---------- Source document ----------

On Fri, Jun 27, 2014 at 11:17:44PM +0100, Russell King - ARM Linux wrote:
> On Fri, Jun 27, 2014 at 05:55:41PM -0400, Rich Felker wrote:
> > I think you're assuming that libc is used only as a shared library and
> > that the user installs one appropriate for their kernel. This
> > precludes the use of static-linked binaries which are an extremely
> > important usage case for us, especially on ARM where, for example, we
> > want users to be able to make binaries that have a fully-working libc
> > but that can be run on Android, where neither musl nor any other
> > remotely-working libc is installed by default.
> > 
> > Obviously some (many) users will opt to build libc with a particular
> > -march where all of the necessary instructions for TLS and atomics are
> > available without help from the kernel. However, if attempting to
> > build a baseline libc that works on any model results in one that
> > can't work on new hardware/kernel, that's a big problem, and exactly
> > the one which I'm trying to solve.
> As I've already said, that's a system integrator bug to have a kernel
> without a kuser page with userspace which requires it.
> I think you're are missing one obvious solution to this which you can do:
> you are passed the HWCAP fields in the ELF auxinfo.  This will tell you
> if the CPU has TLS support or not.  If it has TLS support, then you don't
> need to use the kuser helpers, and you know that it is a CPU which is ARM
> architecture v6k or later,

Are you sure? I think the minimum models for TLS and for LDREX/STREX
are different; one is plain v6 and the other is v6k. This greatly
complicates the issue since the kernel only tells you if the TLS
register is available, not if the atomics are. It also doesn't tell
you if the kernel is emulating the hardware features via traps rather
than providing the kuser helper page, which would be a semi-viable

> and it has things like the CP15 barrier
> instructions.

----------

> Parts of the exercise
A. Answer these questions about the mailing list exchange on ARM libc support, one line each, marked the same way:
(i) What kind of binaries does Rich Felker call an extremely important usage case?
(ii) On what platform does he want users to be able to run binaries with a fully working libc, even though no such libc is installed there by default?
(iii) According to Russell King, what does the HWCAP field in the ELF auxinfo tell you about the CPU?
B. Carry on the mailing list exchange about ARM libc support from its final line, writing the next part of the reply in the same style.

---------- Supplied data ----------

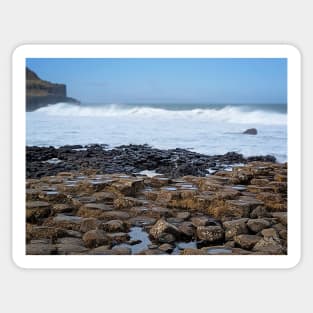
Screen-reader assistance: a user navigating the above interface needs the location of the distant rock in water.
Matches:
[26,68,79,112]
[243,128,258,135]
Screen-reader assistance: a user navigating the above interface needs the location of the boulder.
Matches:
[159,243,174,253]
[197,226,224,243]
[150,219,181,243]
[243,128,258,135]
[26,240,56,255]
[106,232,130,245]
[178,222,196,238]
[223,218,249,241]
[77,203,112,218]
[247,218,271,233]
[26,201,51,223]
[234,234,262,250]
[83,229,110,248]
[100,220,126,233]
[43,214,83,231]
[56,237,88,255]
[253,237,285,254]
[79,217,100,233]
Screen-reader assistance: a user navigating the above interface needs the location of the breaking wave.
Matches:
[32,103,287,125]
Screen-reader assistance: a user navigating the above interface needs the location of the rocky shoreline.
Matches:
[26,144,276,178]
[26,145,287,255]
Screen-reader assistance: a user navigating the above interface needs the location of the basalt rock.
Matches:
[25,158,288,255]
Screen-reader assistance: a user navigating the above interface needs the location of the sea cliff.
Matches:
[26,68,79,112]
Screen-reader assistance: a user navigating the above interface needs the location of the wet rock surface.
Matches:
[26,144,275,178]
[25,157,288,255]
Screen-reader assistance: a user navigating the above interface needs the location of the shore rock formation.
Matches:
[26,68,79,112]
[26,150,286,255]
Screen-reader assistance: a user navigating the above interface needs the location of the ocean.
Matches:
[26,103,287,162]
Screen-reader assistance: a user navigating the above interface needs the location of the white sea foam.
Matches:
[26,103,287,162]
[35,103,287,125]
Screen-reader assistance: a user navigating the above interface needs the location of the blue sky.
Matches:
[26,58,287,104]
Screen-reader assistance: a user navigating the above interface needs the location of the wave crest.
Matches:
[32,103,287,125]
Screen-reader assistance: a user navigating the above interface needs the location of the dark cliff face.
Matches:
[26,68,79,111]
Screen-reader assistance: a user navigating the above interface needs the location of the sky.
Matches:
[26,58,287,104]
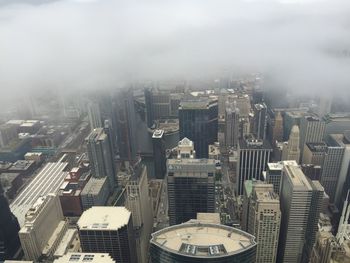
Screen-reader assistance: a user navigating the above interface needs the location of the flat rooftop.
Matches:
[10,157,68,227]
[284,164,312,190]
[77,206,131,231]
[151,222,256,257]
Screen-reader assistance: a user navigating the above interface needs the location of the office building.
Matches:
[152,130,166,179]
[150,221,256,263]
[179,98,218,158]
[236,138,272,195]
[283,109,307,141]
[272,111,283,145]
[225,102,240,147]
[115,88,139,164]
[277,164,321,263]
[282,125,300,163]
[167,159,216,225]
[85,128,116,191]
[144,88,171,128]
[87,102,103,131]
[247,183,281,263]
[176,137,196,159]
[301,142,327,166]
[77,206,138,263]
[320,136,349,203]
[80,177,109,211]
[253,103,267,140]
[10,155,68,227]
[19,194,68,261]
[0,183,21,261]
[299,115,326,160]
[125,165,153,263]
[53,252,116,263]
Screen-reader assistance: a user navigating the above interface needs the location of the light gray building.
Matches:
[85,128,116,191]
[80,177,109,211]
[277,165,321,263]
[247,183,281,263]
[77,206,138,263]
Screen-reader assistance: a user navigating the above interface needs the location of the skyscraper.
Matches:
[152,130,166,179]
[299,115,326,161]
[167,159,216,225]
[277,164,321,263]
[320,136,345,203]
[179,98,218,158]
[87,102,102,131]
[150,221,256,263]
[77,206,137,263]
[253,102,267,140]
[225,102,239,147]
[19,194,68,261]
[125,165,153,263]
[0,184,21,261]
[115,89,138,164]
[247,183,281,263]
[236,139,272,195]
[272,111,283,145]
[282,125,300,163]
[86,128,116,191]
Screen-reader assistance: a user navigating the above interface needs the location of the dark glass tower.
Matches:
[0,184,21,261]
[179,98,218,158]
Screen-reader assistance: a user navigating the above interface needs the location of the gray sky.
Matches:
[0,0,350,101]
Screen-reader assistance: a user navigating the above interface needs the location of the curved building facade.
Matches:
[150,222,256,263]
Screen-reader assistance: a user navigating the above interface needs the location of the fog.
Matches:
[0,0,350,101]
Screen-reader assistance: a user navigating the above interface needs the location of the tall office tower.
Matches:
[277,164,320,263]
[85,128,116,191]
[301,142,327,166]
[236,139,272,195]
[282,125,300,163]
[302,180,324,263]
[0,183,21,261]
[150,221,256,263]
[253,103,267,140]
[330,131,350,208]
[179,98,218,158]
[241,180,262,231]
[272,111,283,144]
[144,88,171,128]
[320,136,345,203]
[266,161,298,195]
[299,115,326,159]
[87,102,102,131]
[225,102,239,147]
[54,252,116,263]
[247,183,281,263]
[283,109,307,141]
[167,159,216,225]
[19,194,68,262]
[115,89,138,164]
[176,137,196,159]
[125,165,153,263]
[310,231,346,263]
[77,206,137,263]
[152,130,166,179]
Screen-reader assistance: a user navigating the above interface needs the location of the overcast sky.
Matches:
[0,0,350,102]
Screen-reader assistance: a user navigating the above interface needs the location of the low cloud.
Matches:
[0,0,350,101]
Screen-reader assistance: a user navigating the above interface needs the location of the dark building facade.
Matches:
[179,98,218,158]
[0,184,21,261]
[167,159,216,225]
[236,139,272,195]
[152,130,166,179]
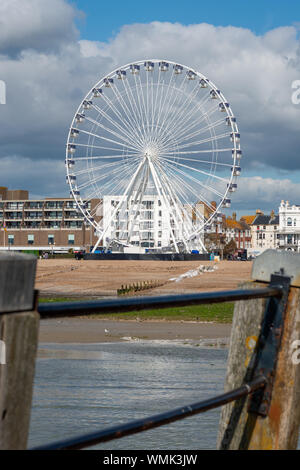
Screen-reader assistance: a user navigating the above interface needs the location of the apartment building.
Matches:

----------

> Written answers
A.
(i) Static-linked binaries.
(ii) Android.
(iii) Whether the CPU has TLS support.

B.
No, the CP15 barrier is deprecated and may be removed in futuer chips
(like the SWP instruction was?), so it can't be used unless you know
that you have a pre-DMB machine that needs it.

> If you want to know that the CPU supports the DMB
> instruction rather than the CP15 barrier instruction, then you have to
> check the uname details, or read /proc/cpuinfo (but I'd rather you
> didn't.)

These are not safe operations. /proc may not be mounted, or the file
descriptor table may be full and open may fail, etc.

> In addition, the HWCAP fields tell you about some of the other
> instructions and FP options which are available to you, whether there's
> integer division available, etc.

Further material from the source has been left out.